:: WRITTEN EXERCISE 1 ::
Answer these questions about the forum thread on the Flink UI exception:
(a) Which Flink version does the post report?
(b) What is the job graph in the post?
(c) According to the JM log line, which state did the job switch from and which state did it switch to?
:: WRITTEN EXERCISE 2 ::
Extend the forum thread on the Flink UI exception by writing what follows its last line.

:: READING PASSAGE ::

****

Flink(1.8.3) UI exception is overwritten, and the cause of the failure is not displayed

classic Classic list List threaded Threaded
2 messages Options
Reply | Threaded
Open this post in threaded view
|

Flink(1.8.3) UI exception is overwritten, and the cause of the failure is not displayed

AndrwLin
versin: 1.8.3graph: source -> map -> sink


Scenes:
 source subtask failed causes the graph to restart, but the exception displayed on the flink UI is not the cause of the task failure


displayed:
JM log:
020-06-22 14:29:01.087 INFO  org.apache.flink.runtime.executiongraph.ExecutionGraph  - Job baseInfoAdapter_20601 (20601159280210484110080369520601) switched from state RUNNING to FAILING.

****

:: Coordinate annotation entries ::

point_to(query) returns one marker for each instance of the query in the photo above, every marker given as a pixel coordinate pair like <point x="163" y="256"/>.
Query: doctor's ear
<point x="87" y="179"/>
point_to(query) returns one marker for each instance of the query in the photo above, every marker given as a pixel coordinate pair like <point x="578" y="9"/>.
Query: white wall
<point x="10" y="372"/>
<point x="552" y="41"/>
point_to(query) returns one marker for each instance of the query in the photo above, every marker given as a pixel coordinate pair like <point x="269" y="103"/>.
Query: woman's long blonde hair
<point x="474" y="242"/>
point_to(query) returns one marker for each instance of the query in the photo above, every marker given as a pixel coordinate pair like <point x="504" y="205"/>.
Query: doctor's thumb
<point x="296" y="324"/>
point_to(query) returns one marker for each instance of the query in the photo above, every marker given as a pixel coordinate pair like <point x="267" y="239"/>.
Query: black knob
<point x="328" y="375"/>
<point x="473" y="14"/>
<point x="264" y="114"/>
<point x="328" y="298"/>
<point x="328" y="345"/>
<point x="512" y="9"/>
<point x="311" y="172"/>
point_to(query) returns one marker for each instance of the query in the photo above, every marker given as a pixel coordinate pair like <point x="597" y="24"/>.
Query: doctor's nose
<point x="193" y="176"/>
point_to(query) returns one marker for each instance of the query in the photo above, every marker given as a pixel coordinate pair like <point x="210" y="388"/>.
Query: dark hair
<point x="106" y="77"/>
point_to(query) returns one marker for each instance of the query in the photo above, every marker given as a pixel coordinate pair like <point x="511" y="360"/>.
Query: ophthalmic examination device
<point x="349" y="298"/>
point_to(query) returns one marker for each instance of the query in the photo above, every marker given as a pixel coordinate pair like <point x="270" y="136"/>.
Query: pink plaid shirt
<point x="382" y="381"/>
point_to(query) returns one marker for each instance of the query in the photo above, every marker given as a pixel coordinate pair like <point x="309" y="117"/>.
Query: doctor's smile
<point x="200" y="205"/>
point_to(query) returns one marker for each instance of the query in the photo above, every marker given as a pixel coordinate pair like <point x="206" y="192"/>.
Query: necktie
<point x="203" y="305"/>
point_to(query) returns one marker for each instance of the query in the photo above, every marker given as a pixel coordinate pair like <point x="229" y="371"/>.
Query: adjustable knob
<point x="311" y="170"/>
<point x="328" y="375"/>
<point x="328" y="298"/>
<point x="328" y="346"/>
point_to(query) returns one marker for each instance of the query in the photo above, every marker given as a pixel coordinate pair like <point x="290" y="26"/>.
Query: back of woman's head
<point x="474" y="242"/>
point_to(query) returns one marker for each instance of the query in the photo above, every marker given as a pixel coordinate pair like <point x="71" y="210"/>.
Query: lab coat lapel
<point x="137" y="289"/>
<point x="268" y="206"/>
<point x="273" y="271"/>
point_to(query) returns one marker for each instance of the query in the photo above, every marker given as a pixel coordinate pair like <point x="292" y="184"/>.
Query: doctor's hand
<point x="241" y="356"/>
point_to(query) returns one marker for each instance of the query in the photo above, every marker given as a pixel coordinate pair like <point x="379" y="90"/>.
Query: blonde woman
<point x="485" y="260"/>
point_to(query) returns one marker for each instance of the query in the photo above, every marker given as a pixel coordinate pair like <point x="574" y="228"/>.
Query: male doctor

****

:: WRITTEN REPLY 1 ::
(a) 1.8.3
(b) source -> map -> sink
(c) It switched from RUNNING to FAILING.

:: WRITTEN REPLY 2 ::
java.lang.Exception: Could not perform checkpoint 87 for operator Sink: adapterOutput (19/30).
        at org.apache.flink.streaming.runtime.tasks.StreamTask.triggerCheckpointOnBarrier(StreamTask.java:597)
        at org.apache.flink.streaming.runtime.io.BarrierTracker.notifyCheckpoint(BarrierTracker.java:270)
        at org.apache.flink.streaming.runtime.io.BarrierTracker.processBarrier(BarrierTracker.java:186)
        at org.apache.flink.streaming.runtime.io.BarrierTracker.getNextNonBlocked(BarrierTracker.java:105)
        at org.apache.flink.streaming.runtime.io.StreamInputProcessor.processInput(StreamInputProcessor.java:209)
        at org.apache.flink.streaming.runtime.tasks.OneInputStreamTask.run(OneInputStreamTask.java:105)
        at org.apache.flink.streaming.runtime.tasks.StreamTask.invoke(StreamTask.java:302)
        at org.apache.flink.runtime.taskmanager.Task.run(Task.java:769)
        at java.lang.Thread.run(Thread.java:748)
Caused by: java.lang.Exception: Could not complete snapshot 87 for operator Sink: adapterOutput (19/30).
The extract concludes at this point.